Lubrication features for a scroll fluid machine

Abstract

A scroll fluid machine comprises a stationary scroll and an orbiting scroll between which a sealed space is formed. The orbiting scroll is eccentrically revolved with respect to the stationary scroll around a drive shaft via a bearing. An oil-supply hole is formed at the orbiting scroll so that grease may be supplied into the bearing for lubrication; There is a self rotation preventing device for the orbiting scroll and another oil supply hole to that device.

Description

BACKGROUND OF THE INVENTION

The present invention relates to a scroll fluid machine, such as a scroll compressor, a scroll vacuum pump, a scroll expander or a scroll blower.

Such a scroll fluid machine comprises a stationary scroll and an orbiting scroll which is supported on an eccentric shaft portion of a drive shaft to turn via a bearing. The stationary scroll comprises, a stationary end plate having a stationary wrap and the orbiting scroll comprises an orbiting end plate having an orbiting wrap. Between the stationary wrap and the orbiting wrap, a sealed chamber is formed and there is a self-rotation preventing device for preventing rotation of the orbiting scroll around its own axis.

__________________________________________________

* [PROBLEMS]:
1/ Decide whether each statement below agrees with the scroll fluid machine text, answering yes or no and quoting the words of the text that decide it.
(a) The orbiting scroll is carried on an eccentric shaft portion of the drive shaft through a bearing.
(b) The oil-supply hole for greasing the bearing is formed at the stationary scroll.
(c) The stationary wrap is part of the orbiting end plate.
2/ Pick up the scroll fluid machine description after its final sentence and carry it forward in the same technical voice.

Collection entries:
__________________________________________________

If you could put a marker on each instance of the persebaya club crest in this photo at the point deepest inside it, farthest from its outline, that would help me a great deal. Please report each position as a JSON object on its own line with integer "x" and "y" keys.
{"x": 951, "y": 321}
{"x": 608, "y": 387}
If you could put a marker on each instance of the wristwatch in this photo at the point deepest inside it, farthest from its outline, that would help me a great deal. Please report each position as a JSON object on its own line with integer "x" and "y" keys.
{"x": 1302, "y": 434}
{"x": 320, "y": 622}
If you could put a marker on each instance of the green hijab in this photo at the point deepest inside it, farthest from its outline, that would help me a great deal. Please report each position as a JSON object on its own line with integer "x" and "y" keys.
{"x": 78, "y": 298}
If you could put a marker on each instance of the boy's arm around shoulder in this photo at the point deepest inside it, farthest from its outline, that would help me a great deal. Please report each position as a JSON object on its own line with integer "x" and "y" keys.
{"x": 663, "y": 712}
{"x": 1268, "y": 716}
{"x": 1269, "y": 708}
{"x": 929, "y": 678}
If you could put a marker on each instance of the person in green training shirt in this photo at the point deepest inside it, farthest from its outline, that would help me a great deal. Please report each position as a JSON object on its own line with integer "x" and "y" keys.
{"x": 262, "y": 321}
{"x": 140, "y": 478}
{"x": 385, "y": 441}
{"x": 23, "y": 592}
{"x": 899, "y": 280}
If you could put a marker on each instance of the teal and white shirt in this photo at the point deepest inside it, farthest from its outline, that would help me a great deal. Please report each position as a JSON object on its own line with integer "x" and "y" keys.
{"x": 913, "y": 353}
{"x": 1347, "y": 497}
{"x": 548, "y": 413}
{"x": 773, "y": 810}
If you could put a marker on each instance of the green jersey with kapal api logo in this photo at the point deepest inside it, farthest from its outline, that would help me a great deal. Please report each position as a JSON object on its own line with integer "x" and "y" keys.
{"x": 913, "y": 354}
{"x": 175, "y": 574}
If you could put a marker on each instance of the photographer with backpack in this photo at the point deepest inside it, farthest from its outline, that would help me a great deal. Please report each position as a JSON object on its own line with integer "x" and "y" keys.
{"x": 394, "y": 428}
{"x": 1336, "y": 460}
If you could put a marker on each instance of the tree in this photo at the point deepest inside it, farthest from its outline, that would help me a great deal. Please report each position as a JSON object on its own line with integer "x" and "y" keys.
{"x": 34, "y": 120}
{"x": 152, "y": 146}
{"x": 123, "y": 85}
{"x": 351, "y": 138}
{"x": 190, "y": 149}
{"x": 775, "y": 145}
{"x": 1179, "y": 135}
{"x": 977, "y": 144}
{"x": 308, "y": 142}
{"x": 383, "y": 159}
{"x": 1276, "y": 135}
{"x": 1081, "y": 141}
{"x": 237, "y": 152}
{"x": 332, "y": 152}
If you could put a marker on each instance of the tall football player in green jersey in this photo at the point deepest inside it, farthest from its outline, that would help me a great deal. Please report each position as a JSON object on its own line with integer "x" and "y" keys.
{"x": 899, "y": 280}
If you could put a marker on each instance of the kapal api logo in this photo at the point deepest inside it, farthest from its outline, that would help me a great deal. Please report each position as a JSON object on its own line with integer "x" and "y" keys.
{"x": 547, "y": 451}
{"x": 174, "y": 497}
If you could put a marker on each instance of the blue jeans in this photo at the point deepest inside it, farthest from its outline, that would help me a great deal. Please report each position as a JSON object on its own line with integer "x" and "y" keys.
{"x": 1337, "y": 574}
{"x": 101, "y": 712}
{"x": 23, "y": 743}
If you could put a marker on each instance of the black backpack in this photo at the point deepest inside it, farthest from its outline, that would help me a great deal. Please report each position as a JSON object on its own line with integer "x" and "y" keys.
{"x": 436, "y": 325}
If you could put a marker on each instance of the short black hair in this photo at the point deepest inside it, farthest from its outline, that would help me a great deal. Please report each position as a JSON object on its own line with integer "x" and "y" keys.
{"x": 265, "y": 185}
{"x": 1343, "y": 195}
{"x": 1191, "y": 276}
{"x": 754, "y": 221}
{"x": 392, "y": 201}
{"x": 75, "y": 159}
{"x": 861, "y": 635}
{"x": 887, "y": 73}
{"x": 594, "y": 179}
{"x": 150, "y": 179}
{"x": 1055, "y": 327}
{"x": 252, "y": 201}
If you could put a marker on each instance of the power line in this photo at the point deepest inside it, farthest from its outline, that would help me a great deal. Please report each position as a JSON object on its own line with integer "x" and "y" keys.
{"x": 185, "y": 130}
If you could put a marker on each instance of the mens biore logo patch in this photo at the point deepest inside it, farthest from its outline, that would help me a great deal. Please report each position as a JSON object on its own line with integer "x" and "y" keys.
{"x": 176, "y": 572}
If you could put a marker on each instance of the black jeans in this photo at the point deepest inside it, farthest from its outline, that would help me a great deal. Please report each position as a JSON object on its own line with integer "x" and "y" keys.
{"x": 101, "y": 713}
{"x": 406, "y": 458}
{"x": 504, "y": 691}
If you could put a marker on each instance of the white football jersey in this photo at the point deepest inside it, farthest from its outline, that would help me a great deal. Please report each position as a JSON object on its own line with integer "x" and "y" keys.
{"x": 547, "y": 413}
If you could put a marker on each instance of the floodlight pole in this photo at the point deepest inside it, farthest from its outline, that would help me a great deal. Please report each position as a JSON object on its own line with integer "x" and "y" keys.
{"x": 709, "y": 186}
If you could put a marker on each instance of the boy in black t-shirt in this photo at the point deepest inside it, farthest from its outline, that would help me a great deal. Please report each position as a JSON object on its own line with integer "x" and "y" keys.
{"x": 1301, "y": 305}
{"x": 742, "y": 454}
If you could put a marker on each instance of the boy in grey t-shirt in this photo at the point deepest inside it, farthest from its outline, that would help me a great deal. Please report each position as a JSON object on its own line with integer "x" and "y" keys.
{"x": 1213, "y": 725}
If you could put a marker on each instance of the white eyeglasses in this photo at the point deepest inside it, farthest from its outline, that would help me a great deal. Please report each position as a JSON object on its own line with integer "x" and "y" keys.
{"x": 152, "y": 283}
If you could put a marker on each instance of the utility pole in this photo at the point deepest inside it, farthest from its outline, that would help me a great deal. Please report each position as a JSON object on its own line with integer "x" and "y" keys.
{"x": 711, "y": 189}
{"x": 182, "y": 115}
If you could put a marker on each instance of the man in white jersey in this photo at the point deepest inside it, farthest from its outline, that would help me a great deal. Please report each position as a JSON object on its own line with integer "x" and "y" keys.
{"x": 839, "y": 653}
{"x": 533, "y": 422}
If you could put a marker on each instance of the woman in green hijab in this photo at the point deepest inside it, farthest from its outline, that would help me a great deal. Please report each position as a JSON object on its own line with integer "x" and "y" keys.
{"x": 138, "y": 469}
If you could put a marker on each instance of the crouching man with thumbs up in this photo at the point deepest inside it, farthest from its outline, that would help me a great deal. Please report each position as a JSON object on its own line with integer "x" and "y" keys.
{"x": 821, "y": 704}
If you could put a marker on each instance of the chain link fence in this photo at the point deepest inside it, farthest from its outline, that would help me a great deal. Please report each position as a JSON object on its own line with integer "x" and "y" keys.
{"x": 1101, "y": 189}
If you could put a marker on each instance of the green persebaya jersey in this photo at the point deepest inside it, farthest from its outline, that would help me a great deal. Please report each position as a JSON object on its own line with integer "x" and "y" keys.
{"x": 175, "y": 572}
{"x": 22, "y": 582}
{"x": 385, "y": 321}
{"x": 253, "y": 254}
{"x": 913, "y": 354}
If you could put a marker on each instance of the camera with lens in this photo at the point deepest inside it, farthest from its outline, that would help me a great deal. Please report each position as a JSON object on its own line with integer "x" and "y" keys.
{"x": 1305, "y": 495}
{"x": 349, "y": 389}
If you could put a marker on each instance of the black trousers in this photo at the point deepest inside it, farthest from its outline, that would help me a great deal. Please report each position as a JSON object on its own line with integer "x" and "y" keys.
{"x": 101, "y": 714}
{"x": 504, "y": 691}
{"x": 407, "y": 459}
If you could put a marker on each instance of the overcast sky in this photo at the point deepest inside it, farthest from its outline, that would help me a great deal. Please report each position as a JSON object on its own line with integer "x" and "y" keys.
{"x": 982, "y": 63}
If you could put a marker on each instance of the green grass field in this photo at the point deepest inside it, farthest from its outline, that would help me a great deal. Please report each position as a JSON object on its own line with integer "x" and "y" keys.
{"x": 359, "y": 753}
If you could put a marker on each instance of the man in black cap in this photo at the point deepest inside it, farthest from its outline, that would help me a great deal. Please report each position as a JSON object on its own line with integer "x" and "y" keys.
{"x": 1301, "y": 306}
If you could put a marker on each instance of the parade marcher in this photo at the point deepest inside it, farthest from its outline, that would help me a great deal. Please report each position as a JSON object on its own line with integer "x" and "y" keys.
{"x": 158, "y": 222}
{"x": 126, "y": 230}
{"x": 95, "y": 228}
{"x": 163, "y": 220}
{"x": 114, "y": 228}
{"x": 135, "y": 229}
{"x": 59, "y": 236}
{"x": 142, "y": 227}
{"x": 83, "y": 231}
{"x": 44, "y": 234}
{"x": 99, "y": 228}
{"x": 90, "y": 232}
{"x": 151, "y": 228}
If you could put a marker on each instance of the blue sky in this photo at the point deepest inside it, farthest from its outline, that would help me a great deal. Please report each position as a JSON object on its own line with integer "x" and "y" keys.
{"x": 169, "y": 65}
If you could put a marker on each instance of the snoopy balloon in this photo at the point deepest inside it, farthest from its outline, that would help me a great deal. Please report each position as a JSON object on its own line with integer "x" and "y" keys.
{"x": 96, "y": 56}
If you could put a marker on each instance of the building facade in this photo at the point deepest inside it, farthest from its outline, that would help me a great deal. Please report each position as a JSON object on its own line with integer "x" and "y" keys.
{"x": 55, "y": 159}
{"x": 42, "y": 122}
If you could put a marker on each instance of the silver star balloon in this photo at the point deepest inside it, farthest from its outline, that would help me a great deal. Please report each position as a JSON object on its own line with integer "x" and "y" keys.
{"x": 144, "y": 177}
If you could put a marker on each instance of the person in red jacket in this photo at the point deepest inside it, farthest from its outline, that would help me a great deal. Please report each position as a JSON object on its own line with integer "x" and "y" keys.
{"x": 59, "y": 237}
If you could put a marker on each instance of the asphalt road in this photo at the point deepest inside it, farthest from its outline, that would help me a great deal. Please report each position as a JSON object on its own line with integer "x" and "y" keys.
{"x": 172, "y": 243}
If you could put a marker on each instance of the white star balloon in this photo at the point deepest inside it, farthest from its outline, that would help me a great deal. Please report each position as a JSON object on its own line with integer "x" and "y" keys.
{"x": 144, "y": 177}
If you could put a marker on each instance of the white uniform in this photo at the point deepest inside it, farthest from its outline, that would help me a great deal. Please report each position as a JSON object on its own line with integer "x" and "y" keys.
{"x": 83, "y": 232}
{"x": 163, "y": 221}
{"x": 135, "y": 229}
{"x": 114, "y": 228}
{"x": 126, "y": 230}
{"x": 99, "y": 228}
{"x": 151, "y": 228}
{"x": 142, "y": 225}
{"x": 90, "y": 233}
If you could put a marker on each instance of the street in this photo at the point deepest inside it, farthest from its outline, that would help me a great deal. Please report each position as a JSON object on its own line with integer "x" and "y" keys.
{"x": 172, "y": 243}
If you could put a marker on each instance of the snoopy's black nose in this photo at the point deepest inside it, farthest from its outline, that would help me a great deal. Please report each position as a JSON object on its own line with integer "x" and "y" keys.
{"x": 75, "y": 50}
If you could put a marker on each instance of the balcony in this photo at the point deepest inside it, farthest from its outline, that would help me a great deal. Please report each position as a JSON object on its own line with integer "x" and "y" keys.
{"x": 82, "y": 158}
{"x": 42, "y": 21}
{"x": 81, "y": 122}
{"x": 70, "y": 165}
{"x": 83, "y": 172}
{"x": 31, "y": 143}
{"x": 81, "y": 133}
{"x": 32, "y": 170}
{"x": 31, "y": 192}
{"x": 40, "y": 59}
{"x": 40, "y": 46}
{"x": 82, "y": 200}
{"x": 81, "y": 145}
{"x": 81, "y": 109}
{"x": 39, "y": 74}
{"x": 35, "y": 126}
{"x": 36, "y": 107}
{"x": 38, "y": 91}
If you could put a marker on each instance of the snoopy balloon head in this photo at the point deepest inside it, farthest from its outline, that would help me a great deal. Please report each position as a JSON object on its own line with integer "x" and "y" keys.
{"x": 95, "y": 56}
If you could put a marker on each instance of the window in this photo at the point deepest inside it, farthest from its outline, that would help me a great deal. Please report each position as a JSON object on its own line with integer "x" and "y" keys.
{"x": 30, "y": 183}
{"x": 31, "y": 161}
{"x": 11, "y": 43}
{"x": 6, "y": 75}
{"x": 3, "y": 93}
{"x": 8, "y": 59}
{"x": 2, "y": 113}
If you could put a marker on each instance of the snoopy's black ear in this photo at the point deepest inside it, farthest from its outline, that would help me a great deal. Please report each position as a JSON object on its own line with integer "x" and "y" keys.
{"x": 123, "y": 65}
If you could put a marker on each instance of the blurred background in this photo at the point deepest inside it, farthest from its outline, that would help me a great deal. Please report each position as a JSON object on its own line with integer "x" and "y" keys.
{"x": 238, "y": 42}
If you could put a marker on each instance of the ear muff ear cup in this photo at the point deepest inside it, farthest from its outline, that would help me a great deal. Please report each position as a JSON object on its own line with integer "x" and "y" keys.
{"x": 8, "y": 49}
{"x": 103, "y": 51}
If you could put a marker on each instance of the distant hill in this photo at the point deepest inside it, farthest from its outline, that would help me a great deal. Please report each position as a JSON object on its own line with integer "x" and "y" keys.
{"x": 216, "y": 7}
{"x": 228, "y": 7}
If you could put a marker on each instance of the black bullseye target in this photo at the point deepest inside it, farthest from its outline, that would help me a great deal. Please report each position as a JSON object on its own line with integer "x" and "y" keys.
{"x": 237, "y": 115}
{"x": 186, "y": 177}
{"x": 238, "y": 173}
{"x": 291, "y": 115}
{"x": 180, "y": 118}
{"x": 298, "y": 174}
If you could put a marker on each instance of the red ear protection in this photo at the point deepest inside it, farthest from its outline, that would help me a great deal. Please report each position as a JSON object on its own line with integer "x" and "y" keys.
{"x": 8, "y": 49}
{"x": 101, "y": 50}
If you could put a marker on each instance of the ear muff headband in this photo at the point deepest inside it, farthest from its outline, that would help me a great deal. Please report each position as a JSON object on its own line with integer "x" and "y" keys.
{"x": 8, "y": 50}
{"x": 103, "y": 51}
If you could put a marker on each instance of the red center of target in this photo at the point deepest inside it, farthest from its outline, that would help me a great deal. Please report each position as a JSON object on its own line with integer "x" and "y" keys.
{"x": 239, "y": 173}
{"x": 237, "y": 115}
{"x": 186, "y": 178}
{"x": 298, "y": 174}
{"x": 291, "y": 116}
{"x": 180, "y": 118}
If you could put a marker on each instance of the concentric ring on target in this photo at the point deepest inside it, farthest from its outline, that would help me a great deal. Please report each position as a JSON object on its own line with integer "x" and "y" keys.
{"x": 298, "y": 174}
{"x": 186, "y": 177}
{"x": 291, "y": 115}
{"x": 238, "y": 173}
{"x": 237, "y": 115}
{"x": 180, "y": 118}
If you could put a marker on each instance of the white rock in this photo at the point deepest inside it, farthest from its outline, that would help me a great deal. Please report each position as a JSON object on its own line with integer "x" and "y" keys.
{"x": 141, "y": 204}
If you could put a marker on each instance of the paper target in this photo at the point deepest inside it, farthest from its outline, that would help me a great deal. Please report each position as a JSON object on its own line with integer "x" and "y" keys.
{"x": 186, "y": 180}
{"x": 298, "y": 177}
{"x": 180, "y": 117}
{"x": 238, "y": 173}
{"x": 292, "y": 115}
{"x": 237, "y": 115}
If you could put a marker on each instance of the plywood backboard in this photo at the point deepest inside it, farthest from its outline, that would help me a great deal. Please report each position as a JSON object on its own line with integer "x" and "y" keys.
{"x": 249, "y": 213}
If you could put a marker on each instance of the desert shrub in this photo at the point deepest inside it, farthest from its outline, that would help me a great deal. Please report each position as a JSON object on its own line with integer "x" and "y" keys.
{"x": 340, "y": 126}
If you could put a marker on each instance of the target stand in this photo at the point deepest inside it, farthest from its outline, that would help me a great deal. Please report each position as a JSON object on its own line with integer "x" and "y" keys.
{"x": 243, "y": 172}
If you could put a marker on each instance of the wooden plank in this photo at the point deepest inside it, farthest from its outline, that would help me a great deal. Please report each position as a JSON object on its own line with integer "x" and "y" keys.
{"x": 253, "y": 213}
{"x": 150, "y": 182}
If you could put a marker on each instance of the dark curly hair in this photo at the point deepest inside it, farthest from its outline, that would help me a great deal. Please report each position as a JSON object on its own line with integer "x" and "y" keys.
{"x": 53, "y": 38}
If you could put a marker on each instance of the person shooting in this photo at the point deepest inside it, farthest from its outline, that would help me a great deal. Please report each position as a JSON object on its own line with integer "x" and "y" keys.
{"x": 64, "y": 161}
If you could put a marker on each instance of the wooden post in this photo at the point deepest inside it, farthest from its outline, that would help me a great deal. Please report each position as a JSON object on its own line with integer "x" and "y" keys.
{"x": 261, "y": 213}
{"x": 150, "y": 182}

__________________________________________________

* [TASK RESPONSES]:
1/
(a) Yes: "an orbiting scroll which is supported on an eccentric shaft portion of a drive shaft to turn via a bearing"
(b) No: "An oil-supply hole is formed at the orbiting scroll"
(c) No: "The stationary scroll comprises, a stationary end plate having a stationary wrap"

2/
With the eccentric shaft portion of the drive shaft and the self-rotation preventing device, the orbiting scroll is eccentrically revolved with respect to a stationary scroll. According to a direction of rotation, fluid sucked through the outer circumference is introduced into the center while being compressed, or fluid sucked from the center is depressurized and discharged from the outer circumference. The stationary and orbiting wraps comprise involute curves which gradually increase around its their center in a direction of rotation or comprise a curve comprising short arcs having a common center and being connected in a circumferential direction or comprise a combination thereof. A radial gap between the stationary and orbiting wraps is exactly determined so that wraps do not to engage with each other and to avoid significant increasing radial size of the gap.

DESCRIPTION OF A PRIOR ART EMBODIMENT

FIG. 2 shows a scroll compressor as one example of a scroll fluid machine, but the present invention may also be applied to other scroll fluid machine such as a scroll expander. In FIG. 2, the left side is front and the right side is rear.

A stationary scroll 1 in the front or left of FIG. 2 comprises a circular stationary end plate 4 having an inlet 2 on the outer circumference and an outlet 3 at the center. A spiral stationary wrap 5 is provided on the rear surface of the stationary end plate 4, and has a plurality of corrugated horizontal cooling fins 6 at regular intervals on the front surface.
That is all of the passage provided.